* [取り組む課題]: 次に示す項目をすべて、一字一句そのまま書き写しなさい。ただし、画像は写さずに除きなさい。

════════

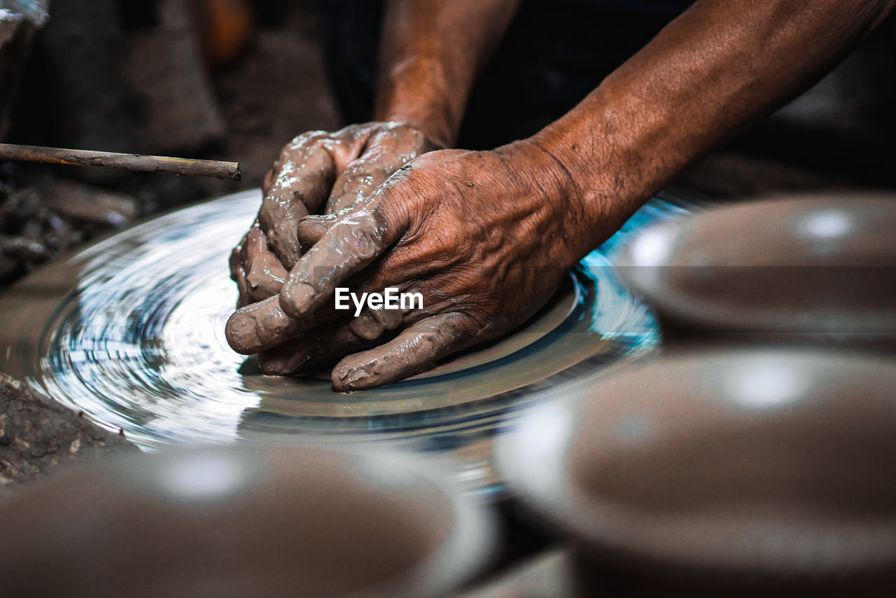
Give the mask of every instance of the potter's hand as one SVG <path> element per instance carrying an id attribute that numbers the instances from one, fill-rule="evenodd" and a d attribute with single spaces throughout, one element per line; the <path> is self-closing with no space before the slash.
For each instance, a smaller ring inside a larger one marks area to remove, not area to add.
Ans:
<path id="1" fill-rule="evenodd" d="M 534 143 L 428 153 L 332 224 L 278 297 L 237 310 L 228 341 L 240 352 L 263 351 L 271 374 L 379 344 L 342 359 L 333 387 L 394 382 L 509 332 L 543 306 L 594 246 L 584 211 L 566 171 Z M 299 230 L 327 224 L 311 216 Z M 423 308 L 353 317 L 333 309 L 339 286 L 420 292 Z"/>
<path id="2" fill-rule="evenodd" d="M 230 276 L 246 305 L 276 294 L 314 238 L 298 235 L 309 213 L 338 214 L 368 196 L 395 170 L 439 145 L 398 122 L 353 125 L 296 137 L 263 185 L 258 218 L 230 257 Z M 314 231 L 312 231 L 314 232 Z"/>

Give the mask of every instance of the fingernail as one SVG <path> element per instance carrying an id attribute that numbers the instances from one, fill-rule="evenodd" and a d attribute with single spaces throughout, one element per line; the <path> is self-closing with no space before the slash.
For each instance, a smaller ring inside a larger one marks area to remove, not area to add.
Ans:
<path id="1" fill-rule="evenodd" d="M 288 285 L 286 291 L 287 304 L 292 308 L 297 316 L 305 316 L 314 299 L 314 289 L 306 282 L 297 282 Z"/>

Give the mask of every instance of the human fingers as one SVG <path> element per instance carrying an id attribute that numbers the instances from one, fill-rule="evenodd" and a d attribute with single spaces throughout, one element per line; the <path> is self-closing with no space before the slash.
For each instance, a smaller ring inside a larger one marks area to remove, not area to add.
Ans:
<path id="1" fill-rule="evenodd" d="M 400 168 L 437 145 L 404 123 L 384 123 L 366 141 L 360 156 L 333 183 L 326 213 L 350 209 L 368 197 Z"/>
<path id="2" fill-rule="evenodd" d="M 279 293 L 289 273 L 268 249 L 267 238 L 261 227 L 254 226 L 249 230 L 244 245 L 246 260 L 243 271 L 251 302 Z"/>
<path id="3" fill-rule="evenodd" d="M 302 318 L 322 307 L 337 285 L 383 255 L 408 228 L 408 211 L 381 187 L 365 207 L 337 221 L 289 272 L 280 290 L 287 315 Z"/>
<path id="4" fill-rule="evenodd" d="M 351 392 L 392 384 L 431 368 L 468 346 L 478 326 L 470 316 L 438 314 L 409 326 L 379 347 L 349 355 L 332 370 L 333 389 Z"/>
<path id="5" fill-rule="evenodd" d="M 338 317 L 334 309 L 317 311 L 296 320 L 280 306 L 280 296 L 242 307 L 228 319 L 225 335 L 228 344 L 237 353 L 253 355 L 289 341 L 312 328 Z"/>
<path id="6" fill-rule="evenodd" d="M 332 155 L 323 131 L 296 137 L 280 152 L 270 173 L 258 221 L 270 248 L 286 268 L 301 255 L 296 228 L 298 221 L 320 210 L 336 178 Z"/>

════════

* [解答]:
Give the mask of every instance of the potter's hand as one SVG <path> element per instance carrying an id attribute that numbers the instances from one, fill-rule="evenodd" and a d attribute with single spaces throughout, one element per line; the <path> is self-closing with no space before the slash.
For each instance, a smaller ring inside a larger one marks area to remove, not area to add.
Ans:
<path id="1" fill-rule="evenodd" d="M 534 143 L 428 153 L 332 224 L 278 297 L 237 310 L 228 341 L 240 352 L 263 351 L 271 374 L 379 344 L 342 359 L 333 387 L 394 382 L 509 332 L 543 306 L 594 246 L 584 211 L 566 171 Z M 299 230 L 327 224 L 311 216 Z M 423 308 L 353 317 L 333 309 L 339 286 L 420 292 Z"/>
<path id="2" fill-rule="evenodd" d="M 230 276 L 246 305 L 276 294 L 314 238 L 298 235 L 309 213 L 338 214 L 368 196 L 395 170 L 439 145 L 398 122 L 353 125 L 296 137 L 263 185 L 258 218 L 230 257 Z M 314 231 L 312 231 L 314 232 Z"/>

Give the mask of every instance of the fingernail as one SVG <path> element per instance carrying an id attribute that numbers the instances from one, fill-rule="evenodd" and a d attribute with single spaces throughout, one element per line; the <path> is self-closing with no space before the slash.
For each instance, a smaller ring inside a larger one marks area to remove, not area to add.
Ans:
<path id="1" fill-rule="evenodd" d="M 288 285 L 286 291 L 287 304 L 292 308 L 297 316 L 305 316 L 314 299 L 314 289 L 306 282 L 297 282 Z"/>

Give the mask of every instance of the human fingers as one SVG <path> element per instance carrying an id attribute that numbers the instances from one, fill-rule="evenodd" and a d attribute with single spaces throughout, one element per line; the <path> is self-closing with no space before the slash.
For each instance, a smaller ring inside a larger one marks area to remove, not area to add.
Ans:
<path id="1" fill-rule="evenodd" d="M 400 168 L 437 145 L 404 123 L 384 123 L 366 141 L 360 156 L 333 183 L 326 213 L 350 209 L 368 197 Z"/>
<path id="2" fill-rule="evenodd" d="M 279 293 L 289 273 L 268 249 L 267 238 L 261 227 L 254 226 L 249 230 L 244 245 L 246 260 L 243 271 L 251 302 Z"/>
<path id="3" fill-rule="evenodd" d="M 302 318 L 322 307 L 337 285 L 383 255 L 408 228 L 408 211 L 381 187 L 365 207 L 337 221 L 289 272 L 280 290 L 287 315 Z"/>
<path id="4" fill-rule="evenodd" d="M 351 392 L 392 384 L 431 368 L 468 346 L 478 326 L 470 316 L 438 314 L 409 326 L 379 347 L 349 355 L 332 370 L 333 389 Z"/>
<path id="5" fill-rule="evenodd" d="M 338 317 L 334 309 L 317 311 L 296 320 L 280 306 L 280 296 L 242 307 L 228 319 L 225 335 L 228 344 L 237 353 L 253 355 L 289 341 L 312 328 Z"/>
<path id="6" fill-rule="evenodd" d="M 332 155 L 323 131 L 296 137 L 280 152 L 270 173 L 258 221 L 270 248 L 286 268 L 301 255 L 296 228 L 298 221 L 320 210 L 336 178 Z"/>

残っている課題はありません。